## START GIVEN RECORDS
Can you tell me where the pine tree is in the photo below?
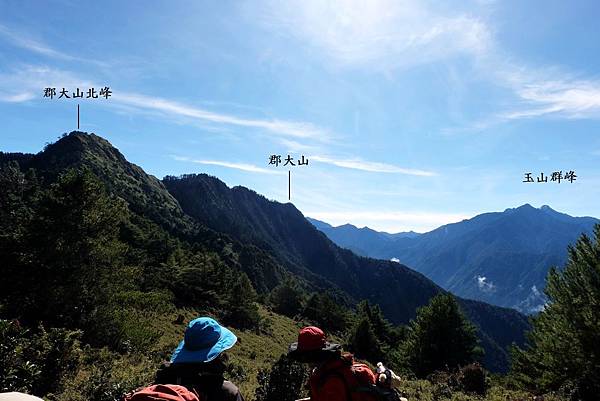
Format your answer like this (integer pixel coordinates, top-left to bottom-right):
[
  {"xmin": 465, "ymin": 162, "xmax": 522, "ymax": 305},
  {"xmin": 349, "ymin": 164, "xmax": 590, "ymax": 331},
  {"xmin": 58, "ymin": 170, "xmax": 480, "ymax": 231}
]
[
  {"xmin": 350, "ymin": 318, "xmax": 383, "ymax": 364},
  {"xmin": 404, "ymin": 294, "xmax": 482, "ymax": 377},
  {"xmin": 269, "ymin": 278, "xmax": 304, "ymax": 317},
  {"xmin": 255, "ymin": 355, "xmax": 308, "ymax": 401},
  {"xmin": 226, "ymin": 272, "xmax": 260, "ymax": 328},
  {"xmin": 302, "ymin": 292, "xmax": 349, "ymax": 333},
  {"xmin": 512, "ymin": 225, "xmax": 600, "ymax": 401}
]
## END GIVEN RECORDS
▶ [CHALLENGE]:
Can you copy every line of the material above word for word, leaving out the pictures?

▶ [ANSWER TO THE EXERCISE]:
Can you tell me where the pine tree is in the photo below?
Format your answer like this (integer pixel coordinates, top-left to bottom-right):
[
  {"xmin": 465, "ymin": 162, "xmax": 522, "ymax": 305},
  {"xmin": 349, "ymin": 164, "xmax": 590, "ymax": 331},
  {"xmin": 58, "ymin": 170, "xmax": 480, "ymax": 231}
]
[
  {"xmin": 350, "ymin": 318, "xmax": 383, "ymax": 364},
  {"xmin": 404, "ymin": 294, "xmax": 482, "ymax": 377},
  {"xmin": 269, "ymin": 278, "xmax": 304, "ymax": 317},
  {"xmin": 255, "ymin": 355, "xmax": 308, "ymax": 401},
  {"xmin": 226, "ymin": 272, "xmax": 260, "ymax": 328},
  {"xmin": 302, "ymin": 292, "xmax": 349, "ymax": 333},
  {"xmin": 512, "ymin": 225, "xmax": 600, "ymax": 401}
]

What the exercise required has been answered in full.